### Problem statement
Without changing a single character, copy every record below.

### Saved data entries

--

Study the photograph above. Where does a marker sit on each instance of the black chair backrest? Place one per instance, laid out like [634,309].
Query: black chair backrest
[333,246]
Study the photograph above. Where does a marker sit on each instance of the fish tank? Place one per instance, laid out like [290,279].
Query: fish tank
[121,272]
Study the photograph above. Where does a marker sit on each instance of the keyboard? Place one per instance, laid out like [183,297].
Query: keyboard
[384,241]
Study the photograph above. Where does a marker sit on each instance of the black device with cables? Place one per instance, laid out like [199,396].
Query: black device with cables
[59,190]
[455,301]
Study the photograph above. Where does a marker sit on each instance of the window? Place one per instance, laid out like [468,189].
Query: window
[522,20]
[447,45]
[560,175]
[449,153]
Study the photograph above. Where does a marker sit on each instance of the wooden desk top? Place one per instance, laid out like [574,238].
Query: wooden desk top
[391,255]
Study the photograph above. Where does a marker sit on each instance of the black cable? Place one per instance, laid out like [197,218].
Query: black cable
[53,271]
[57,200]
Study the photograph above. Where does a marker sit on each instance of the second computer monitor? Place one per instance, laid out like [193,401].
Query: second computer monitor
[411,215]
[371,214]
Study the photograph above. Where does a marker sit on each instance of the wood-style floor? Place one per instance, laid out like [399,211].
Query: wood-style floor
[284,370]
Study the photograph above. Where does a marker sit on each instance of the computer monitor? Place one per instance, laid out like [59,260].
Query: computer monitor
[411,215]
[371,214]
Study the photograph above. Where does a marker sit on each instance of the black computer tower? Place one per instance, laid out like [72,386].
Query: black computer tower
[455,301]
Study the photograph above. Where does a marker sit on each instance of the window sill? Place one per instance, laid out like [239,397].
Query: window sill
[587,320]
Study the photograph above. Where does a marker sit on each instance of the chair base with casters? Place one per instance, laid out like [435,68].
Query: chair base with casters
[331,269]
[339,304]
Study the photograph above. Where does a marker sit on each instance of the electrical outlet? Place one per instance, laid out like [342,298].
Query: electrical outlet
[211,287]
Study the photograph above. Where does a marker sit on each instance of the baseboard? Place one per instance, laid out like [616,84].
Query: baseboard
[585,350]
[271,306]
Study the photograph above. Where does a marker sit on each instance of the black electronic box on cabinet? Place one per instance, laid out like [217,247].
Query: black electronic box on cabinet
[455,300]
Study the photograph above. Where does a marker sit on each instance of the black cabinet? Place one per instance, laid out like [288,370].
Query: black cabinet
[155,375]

--

### Solution for this exercise
Study the photograph above. Where does a marker sit on each instance of the black chair backrest? Place one per instance, laid out like [634,309].
Query: black chair backrest
[333,246]
Study the photograph above. Where does a marker sit on each instance of the fish tank? Place one per instance, laid out like [290,279].
Query: fish tank
[121,272]
Study the photograph above. Where does a marker sit on each instance of the keyboard? Place one per instance, laid out like [183,297].
Query: keyboard
[384,241]
Study the photograph above. Where does a marker sit on each instance of the black device with cables? Place one per instance, laid out like [199,396].
Query: black device with cables
[59,190]
[455,301]
Study the photograph above. Where does a marker sit on each instance of the window? Place one per instance, laid out like [468,189].
Query: window
[522,20]
[447,45]
[560,175]
[449,153]
Study the photograph above. Where does a marker sit on each instance of the wooden desk top? Place one per instance, laid out like [574,238].
Query: wooden desk top
[391,255]
Study the photograph above. Where does a marker sit on each instance of the black cable? Place one per instance, laid out like [197,218].
Query: black cable
[53,271]
[57,200]
Study the photograph above. Where does a marker sit on each instance of the second computer monitor? Place one per instance, laid out like [193,401].
Query: second computer monitor
[411,215]
[371,214]
Study the photograph above. Where does a marker sit on each instance of the wood-style floor? Place one per instance, laid out like [399,211].
Query: wood-style floor
[284,370]
Study the photograph above. Where does a marker sit on each instance of the computer monitor? Place one per instance, laid out like [59,260].
Query: computer monitor
[411,215]
[371,214]
Study the photograph above. Where does a marker sit on each instance of the black computer tower? Place one per instance, laid out like [72,386].
Query: black computer tower
[455,301]
Study the photograph above. Where does a marker sit on each instance of the window sill? Place one per instance, laid out like [239,397].
Query: window sill
[587,320]
Study the photograph above. Where does a marker sit on each instance of the chair base with casters? Place one per instance, laid out like [435,68].
Query: chair base with casters
[331,269]
[339,304]
Study the photograph above. Where does a marker sit on each instance of the electrical outlet? Place one per instance, laid out like [342,298].
Query: electrical outlet
[211,287]
Study the photograph above. Where does a marker sit on each instance of the baseboard? Place one per instance, laid out like [616,84].
Query: baseboard
[585,350]
[271,306]
Study the photograph above. Where does a marker sit on each instance of the black electronic box on cabinet? Place one per instance, laid out like [217,247].
Query: black electronic box on cabinet
[455,300]
Study the photograph above. Where does a marker sit on each instance of the black cabinet? Place one per instance, laid out like [288,370].
Query: black cabinet
[155,375]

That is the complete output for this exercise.